Reproduce the entire listing below line for line, with no changes.

### MATERIAL FOR THE TASK:
--- START ---
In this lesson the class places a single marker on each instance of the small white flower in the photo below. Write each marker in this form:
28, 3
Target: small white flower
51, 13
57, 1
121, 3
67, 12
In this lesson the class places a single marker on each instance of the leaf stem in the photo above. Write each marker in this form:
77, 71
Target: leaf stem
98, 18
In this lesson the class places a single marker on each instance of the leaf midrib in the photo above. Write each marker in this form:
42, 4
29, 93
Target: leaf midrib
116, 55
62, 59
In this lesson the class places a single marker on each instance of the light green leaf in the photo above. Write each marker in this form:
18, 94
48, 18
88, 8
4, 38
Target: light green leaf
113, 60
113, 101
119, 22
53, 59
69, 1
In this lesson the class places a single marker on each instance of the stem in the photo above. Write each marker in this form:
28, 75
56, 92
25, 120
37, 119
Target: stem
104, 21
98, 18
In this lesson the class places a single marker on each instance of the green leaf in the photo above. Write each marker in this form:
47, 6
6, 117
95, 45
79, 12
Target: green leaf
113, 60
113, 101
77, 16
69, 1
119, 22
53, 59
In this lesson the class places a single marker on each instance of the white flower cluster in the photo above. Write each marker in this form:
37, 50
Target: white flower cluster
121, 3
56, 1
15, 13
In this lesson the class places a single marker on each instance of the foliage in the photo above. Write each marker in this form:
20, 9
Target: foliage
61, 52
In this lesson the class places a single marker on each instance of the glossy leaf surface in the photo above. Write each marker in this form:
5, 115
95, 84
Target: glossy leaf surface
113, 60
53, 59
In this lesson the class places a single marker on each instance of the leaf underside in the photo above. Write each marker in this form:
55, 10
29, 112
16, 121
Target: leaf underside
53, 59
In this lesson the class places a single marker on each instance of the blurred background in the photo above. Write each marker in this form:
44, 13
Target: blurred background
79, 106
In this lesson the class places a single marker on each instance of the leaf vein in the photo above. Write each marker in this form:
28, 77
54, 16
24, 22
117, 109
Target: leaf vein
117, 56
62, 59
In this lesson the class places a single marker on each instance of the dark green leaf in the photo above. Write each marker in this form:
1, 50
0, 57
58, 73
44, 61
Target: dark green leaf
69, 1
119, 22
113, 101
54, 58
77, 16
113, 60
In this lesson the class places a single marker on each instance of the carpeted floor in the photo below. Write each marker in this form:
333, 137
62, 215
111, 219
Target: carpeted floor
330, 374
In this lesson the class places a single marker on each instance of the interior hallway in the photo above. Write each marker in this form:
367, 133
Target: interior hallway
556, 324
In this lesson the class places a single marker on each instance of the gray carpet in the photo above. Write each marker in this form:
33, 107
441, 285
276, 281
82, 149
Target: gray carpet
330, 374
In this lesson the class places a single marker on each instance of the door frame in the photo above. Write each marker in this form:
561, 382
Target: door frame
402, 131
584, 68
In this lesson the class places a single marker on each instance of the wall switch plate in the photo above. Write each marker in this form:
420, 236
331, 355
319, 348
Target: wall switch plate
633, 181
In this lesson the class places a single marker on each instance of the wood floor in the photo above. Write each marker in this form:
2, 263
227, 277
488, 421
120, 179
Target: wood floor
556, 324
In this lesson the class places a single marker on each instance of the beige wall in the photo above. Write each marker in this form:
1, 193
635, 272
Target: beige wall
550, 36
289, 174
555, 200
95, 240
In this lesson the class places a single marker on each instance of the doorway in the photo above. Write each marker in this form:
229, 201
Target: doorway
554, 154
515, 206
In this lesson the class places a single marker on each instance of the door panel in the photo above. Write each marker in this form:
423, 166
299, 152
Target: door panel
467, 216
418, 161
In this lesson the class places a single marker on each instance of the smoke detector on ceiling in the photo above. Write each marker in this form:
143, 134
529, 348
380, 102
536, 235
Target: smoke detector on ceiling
--- END ---
### EXPECTED ANSWER:
In this lesson the class places a single marker on each instance of the small white flower in the photo below. Write each marker in this form:
28, 3
Target: small white flower
51, 13
57, 1
121, 3
67, 12
In this lesson the class places a single marker on each instance of the leaf stem in the photo above. Write each marker in this form:
77, 71
Target: leaf stem
98, 18
In this lesson the class places a single marker on each instance of the leaf midrib in the photo above. Write each marker in this form:
42, 4
29, 93
Target: leaf midrib
116, 55
62, 59
In this lesson the class places a single marker on each instance of the light green leaf in the photo above. Write each marker in this form:
18, 94
48, 18
88, 8
4, 38
Target: light green leaf
113, 60
113, 101
119, 22
53, 59
69, 1
In this lesson the class places a single marker on each instance of the stem in the photo above. Write each marker in this form:
28, 75
56, 92
25, 120
37, 119
Target: stem
104, 21
98, 18
In this lesson the class places a single marker on each instance of the green leaf in the photo above. Write each marker in this form:
47, 6
6, 117
95, 45
79, 12
Target: green leaf
113, 60
113, 101
77, 16
69, 1
119, 22
53, 59
In this lesson the class places a single marker on each instance of the white flower cluster in the photo above. Write each marker in this form:
37, 50
Target: white flower cluster
121, 3
56, 1
15, 13
In this lesson the class places a single marker on each instance of the foliage in the photo above. Write each marker in this form:
20, 9
Target: foliage
61, 52
In this lesson the class places a single marker on each instance of the glossy leaf surface in the photo above. Write each marker in this form:
5, 115
95, 84
Target: glossy leaf surface
113, 60
53, 59
In this lesson the class places a single marker on each instance of the leaf underside in the photo above. Write each marker in this form:
55, 10
29, 112
16, 121
Target: leaf underside
53, 59
In this lesson the class places a single marker on each instance of the blurred background in the photo above. Write each marker in this form:
44, 13
Target: blurred background
79, 106
In this lesson the class places a single marker on each instance of the leaf vein in the photo above. Write each marker in this form:
28, 77
54, 16
24, 22
117, 109
Target: leaf vein
117, 56
62, 59
In this lesson the class places a single marker on each instance of the dark green leaf in the photo above. Write each marker in this form:
1, 50
0, 57
58, 73
44, 61
Target: dark green leaf
69, 1
119, 22
113, 101
54, 58
77, 16
113, 60
In this lesson the class places a single marker on each instance of the carpeted floor in the photo below. Write each marker in this form:
333, 137
62, 215
111, 219
Target: carpeted floor
330, 374
In this lesson the class places a single marker on each instance of the interior hallway in the photo above. Write each marker in this form:
367, 133
Target: interior hallway
556, 324
In this lesson the class places a single marker on each instance of the gray carpet in the photo above. Write each marker in this form:
33, 107
441, 285
276, 281
82, 149
Target: gray carpet
330, 374
In this lesson the class places a single marker on each instance of the door frame in the photo above. Write each marker in this form:
561, 382
Target: door frame
402, 131
584, 68
In this lesson the class places a single marker on each instance of the wall switch plate in the photo above. Write each marker in this form:
420, 236
331, 355
319, 348
Target: wall switch plate
633, 181
In this lesson the class places a single marker on each instance of the wood floor in the photo above. Write each marker in this form:
2, 263
227, 277
488, 421
120, 179
Target: wood floor
556, 324
In this lesson the class places a single marker on each instance of the beige wall in the photo above. Write each marker in this form:
1, 193
635, 272
Target: beige wall
550, 36
289, 174
555, 200
95, 240
In this lesson the class places a single marker on each instance of the doorway in the photo above. Write each marker in this form:
229, 201
Target: doorway
554, 154
515, 206
In this lesson the class places a single marker on each instance of the door panel in the photo above. Write each marker in this form:
423, 166
299, 152
Target: door panel
467, 216
418, 161
In this lesson the class places a single marker on each instance of the smoke detector on ceiling in the photo above. Write each marker in this form:
143, 134
529, 348
380, 102
536, 235
Target: smoke detector on ceiling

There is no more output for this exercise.